>>
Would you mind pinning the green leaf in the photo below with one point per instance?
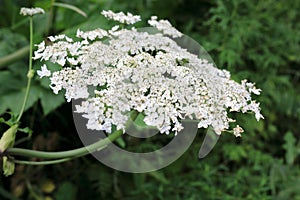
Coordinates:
(66, 191)
(8, 138)
(8, 166)
(51, 101)
(290, 148)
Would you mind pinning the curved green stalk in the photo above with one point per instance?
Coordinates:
(66, 154)
(30, 71)
(47, 162)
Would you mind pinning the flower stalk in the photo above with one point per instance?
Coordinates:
(30, 73)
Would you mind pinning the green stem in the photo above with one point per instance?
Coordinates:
(66, 154)
(30, 72)
(47, 162)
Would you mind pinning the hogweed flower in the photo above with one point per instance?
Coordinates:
(121, 17)
(31, 11)
(149, 73)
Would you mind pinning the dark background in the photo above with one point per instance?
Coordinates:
(257, 40)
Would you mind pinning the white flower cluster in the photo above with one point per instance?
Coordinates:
(121, 17)
(31, 11)
(149, 73)
(165, 27)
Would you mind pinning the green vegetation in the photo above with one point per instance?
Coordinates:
(255, 40)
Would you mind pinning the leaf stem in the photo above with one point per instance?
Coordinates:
(66, 154)
(30, 72)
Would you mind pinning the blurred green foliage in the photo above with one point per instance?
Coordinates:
(258, 40)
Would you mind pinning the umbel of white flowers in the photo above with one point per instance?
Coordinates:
(149, 73)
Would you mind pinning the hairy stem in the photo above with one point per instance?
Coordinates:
(30, 72)
(66, 154)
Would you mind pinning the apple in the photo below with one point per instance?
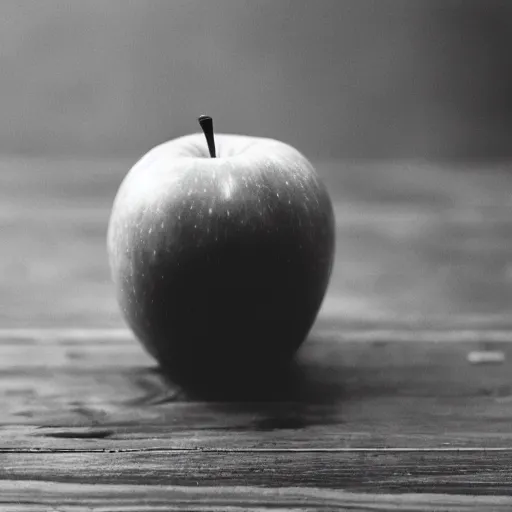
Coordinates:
(221, 254)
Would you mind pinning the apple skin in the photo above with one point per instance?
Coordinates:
(221, 264)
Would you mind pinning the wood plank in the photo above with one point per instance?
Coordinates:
(342, 393)
(30, 496)
(478, 473)
(417, 243)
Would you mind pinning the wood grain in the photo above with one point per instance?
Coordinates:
(388, 406)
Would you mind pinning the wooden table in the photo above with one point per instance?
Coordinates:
(401, 399)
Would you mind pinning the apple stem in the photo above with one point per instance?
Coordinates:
(206, 123)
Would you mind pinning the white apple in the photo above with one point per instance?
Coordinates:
(221, 263)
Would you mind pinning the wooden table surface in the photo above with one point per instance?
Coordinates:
(401, 398)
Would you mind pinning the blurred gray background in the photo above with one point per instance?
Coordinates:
(371, 79)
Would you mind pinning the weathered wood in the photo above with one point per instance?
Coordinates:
(30, 496)
(63, 393)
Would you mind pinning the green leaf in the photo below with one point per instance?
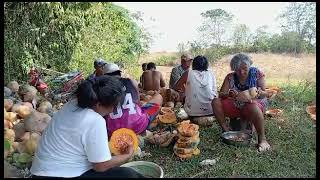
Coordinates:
(7, 145)
(24, 158)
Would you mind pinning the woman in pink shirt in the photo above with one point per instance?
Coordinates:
(129, 113)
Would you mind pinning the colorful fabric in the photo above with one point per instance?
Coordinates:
(254, 75)
(175, 75)
(232, 111)
(152, 110)
(200, 90)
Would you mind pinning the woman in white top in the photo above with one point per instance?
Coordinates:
(75, 143)
(199, 85)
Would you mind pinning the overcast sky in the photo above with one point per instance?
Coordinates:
(174, 22)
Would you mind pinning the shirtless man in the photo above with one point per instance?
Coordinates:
(152, 80)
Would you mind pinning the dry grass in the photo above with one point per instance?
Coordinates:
(278, 68)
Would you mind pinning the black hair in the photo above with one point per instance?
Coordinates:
(105, 89)
(144, 65)
(151, 65)
(200, 63)
(116, 73)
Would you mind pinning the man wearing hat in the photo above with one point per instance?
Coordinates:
(98, 66)
(129, 112)
(176, 73)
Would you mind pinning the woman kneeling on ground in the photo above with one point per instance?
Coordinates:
(75, 143)
(236, 103)
(200, 90)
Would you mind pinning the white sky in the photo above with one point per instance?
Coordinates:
(176, 22)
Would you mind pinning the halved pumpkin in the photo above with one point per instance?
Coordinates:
(188, 144)
(311, 110)
(182, 150)
(188, 139)
(274, 112)
(168, 118)
(151, 93)
(120, 139)
(183, 156)
(154, 123)
(271, 93)
(166, 110)
(275, 88)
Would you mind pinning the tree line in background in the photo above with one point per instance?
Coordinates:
(219, 36)
(69, 36)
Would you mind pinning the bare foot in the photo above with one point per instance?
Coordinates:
(263, 146)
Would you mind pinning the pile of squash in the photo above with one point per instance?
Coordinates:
(188, 140)
(120, 140)
(24, 122)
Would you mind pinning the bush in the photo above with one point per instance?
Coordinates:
(68, 36)
(166, 60)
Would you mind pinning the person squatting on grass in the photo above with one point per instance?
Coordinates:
(243, 77)
(129, 113)
(152, 80)
(144, 68)
(75, 142)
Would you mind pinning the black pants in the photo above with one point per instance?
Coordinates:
(116, 172)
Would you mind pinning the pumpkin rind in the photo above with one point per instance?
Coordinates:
(168, 118)
(117, 134)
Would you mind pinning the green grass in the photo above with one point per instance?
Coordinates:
(293, 144)
(165, 60)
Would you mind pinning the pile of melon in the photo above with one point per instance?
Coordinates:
(26, 115)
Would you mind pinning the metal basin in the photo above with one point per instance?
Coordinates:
(236, 138)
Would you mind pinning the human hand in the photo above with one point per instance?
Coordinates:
(175, 95)
(232, 93)
(129, 149)
(243, 96)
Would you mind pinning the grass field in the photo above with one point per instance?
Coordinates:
(292, 136)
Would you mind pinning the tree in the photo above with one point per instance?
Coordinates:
(182, 48)
(261, 39)
(300, 17)
(68, 36)
(214, 26)
(241, 35)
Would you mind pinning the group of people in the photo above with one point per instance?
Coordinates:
(75, 143)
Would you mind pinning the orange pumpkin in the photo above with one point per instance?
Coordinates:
(274, 112)
(166, 110)
(168, 118)
(188, 129)
(120, 139)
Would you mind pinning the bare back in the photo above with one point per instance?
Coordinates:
(152, 80)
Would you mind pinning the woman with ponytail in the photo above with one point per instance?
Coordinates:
(75, 142)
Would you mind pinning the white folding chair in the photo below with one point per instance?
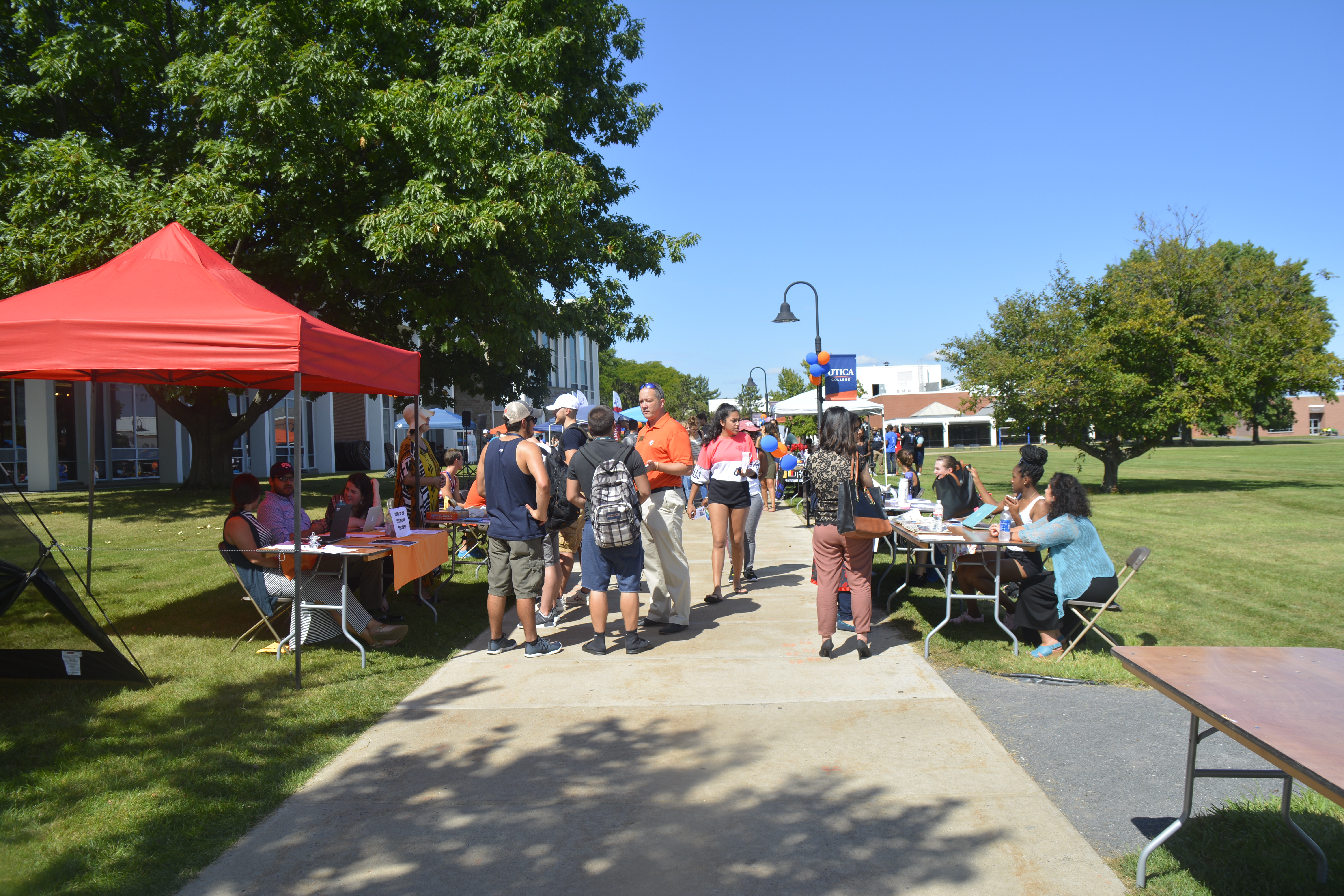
<<
Return the material above verbatim, line for line, leaving out the pictures.

Would you mind pinning the green leaf in the photo below with one point per instance?
Coordinates:
(66, 191)
(8, 138)
(8, 166)
(51, 101)
(290, 148)
Would you mind pinning the curved green stalk in the photo above with one point per instance?
Coordinates:
(66, 154)
(30, 71)
(47, 162)
Would you mind pinning the flower stalk in the photo above with one point per instance?
Coordinates:
(30, 73)
Would you mind pinning the green stem in the photo above with one point per instance?
Coordinates:
(66, 154)
(30, 72)
(47, 162)
Would you mind pinning the hogweed flower in the photo above with one point per instance?
Coordinates:
(121, 17)
(31, 11)
(149, 73)
Would you mind pinning the dark background in the photo above with one point per instance?
Coordinates:
(257, 40)
Would you mind pinning the white flower cluster in the photo above with one point per instance?
Coordinates:
(121, 17)
(31, 11)
(149, 73)
(165, 27)
Would you mind pinning the green vegetation in the photo above with one point per instance?
Coordinates:
(255, 40)
Would you mind pinning the leaf stem in the photo above with one point per instance?
Coordinates:
(66, 154)
(30, 72)
Would you mind pinning the blurred green foliage in the photo above with one point per instance?
Coordinates:
(258, 40)
Would you mind pinning the umbel of white flowers in the photo above with one point per instance?
Coordinates:
(149, 73)
Would you mind pinning the hairy stem in the photo above with one point per instance?
Coordinates:
(30, 72)
(66, 154)
Would you mind pinning the apple in the photo below with one point per instance?
Coordinates:
(221, 254)
Would you mind pinning the apple skin in the photo above with one point per instance?
Coordinates:
(221, 264)
Would you mind pinning the wood plank in the photo above with one point per instance?
Coordinates:
(342, 393)
(30, 496)
(478, 473)
(417, 243)
Would you mind pinning the wood grain in the photo above with one point per instance?
Coordinates:
(388, 406)
Would you mind pinning the wooden table in the photo above with one point per instance?
Coordinates:
(401, 399)
Would you mind pinning the apple stem in the photo above with one point per instance?
Coordinates:
(206, 123)
Would you mind pinning the white apple in the photo above with one point per instance?
Coordinates:
(221, 263)
Would you mind pinning the wooden table surface in the photo above with one point per instance?
Coordinates:
(401, 398)
Would you mind pinning the blurred gray background in the photo above with one point per instance?
Coordinates:
(371, 79)
Would you mind pinning the weathered wood in the photo above with one point per instance?
Coordinates:
(30, 496)
(63, 393)
Would you mind pinning the green leaf in the photo below with one point per instance?
Coordinates:
(7, 145)
(24, 158)
Would you mind pinning the woman in pink shirt in the photo above with one point per instance?
Coordinates:
(129, 113)
Would you mind pinning the colorful fabric in the photo above with one point per instance?
Coordinates:
(254, 75)
(175, 75)
(232, 111)
(152, 110)
(200, 90)
Would you mind pinning the woman in white top in the photo above with one point per instance?
Coordinates:
(75, 143)
(199, 85)
Would you mind pinning the overcast sky in the photo above with one point per instance?
Coordinates:
(174, 22)
Would you mind pinning the shirtless man in the photo above with one point per instance?
Coordinates:
(152, 80)
Would you mind pinning the dry grass in the photo above with one point per instance?
Coordinates:
(278, 68)
Would you mind pinning the black hair in the photo above with one point per instance?
Coordinates:
(105, 89)
(144, 65)
(151, 65)
(200, 63)
(116, 73)
Would you mind pinning the man wearing hat in the photo above with one point per instance?
Coordinates:
(98, 66)
(129, 112)
(176, 73)
Would you mind pinning the woman kneeling on ground in the photo above with one point per instance?
Coordinates:
(75, 143)
(236, 103)
(200, 90)
Would you mind pinning the white sky in the photo above with one point per instance?
Coordinates:
(176, 22)
Would you mind pinning the halved pumpkin in the photo above with one point per instance?
Coordinates:
(188, 144)
(311, 110)
(182, 150)
(188, 139)
(274, 112)
(168, 118)
(151, 93)
(120, 139)
(183, 156)
(154, 123)
(271, 93)
(166, 110)
(275, 88)
Would you mind pinning the tree line in background in the photo above with one point per instance?
Coordinates:
(219, 36)
(69, 36)
Would you mind pinning the bare foot in the photo above with one point per instance?
Coordinates:
(263, 146)
Would you mind pinning the pile of squash in the photo above with one point per instance?
Coordinates:
(188, 140)
(120, 140)
(24, 122)
Would you mind pinning the bush in the photo above with one point per instance?
Coordinates:
(68, 36)
(166, 60)
Would you mind pinning the person squatting on grass in the photo above with one point per instance?
Coordinates:
(243, 77)
(129, 113)
(152, 80)
(144, 68)
(75, 142)
Would you mind pinning the black pants in the photo above with one point per instance?
Coordinates:
(116, 172)
Would you mind pinning the pumpkin rind in the photo above with one point per instance?
Coordinates:
(168, 118)
(117, 134)
Would you mind pinning the green grass in the photo above with one point per instance?
Coordinates:
(293, 144)
(165, 60)
Would you mind pinning the pile of melon in the photo above with one point per instance?
Coordinates:
(26, 115)
Would you mind pinning the metal basin in the photo above with one point per instance?
Coordinates:
(236, 138)
Would you mind pinning the human hand in the photo above with one point per instance?
Coordinates:
(175, 95)
(232, 93)
(129, 149)
(243, 96)
Would you mind pinning the grass field in the photo above with one point per instance?
Coordinates:
(292, 136)
Would you mind pinning the tree in the photo above with one point per instance?
Coordinates:
(182, 48)
(261, 39)
(300, 17)
(68, 36)
(214, 26)
(241, 35)
Would you mind pinning the group of people in the photo above with one point per instance?
Coordinates:
(75, 143)
Would you mind pinning the orange pumpkin in the photo above with one point per instance?
Coordinates:
(274, 112)
(166, 110)
(168, 118)
(188, 129)
(120, 139)
Would you mind pinning the bare back in the photo above with one point per instance?
Coordinates:
(152, 80)
Would you mind pinning the woman with ponytail in the photo above with one point per instance?
Coordinates:
(75, 142)
Would you mind pinning the white folding chair in the photo below with one point per instance?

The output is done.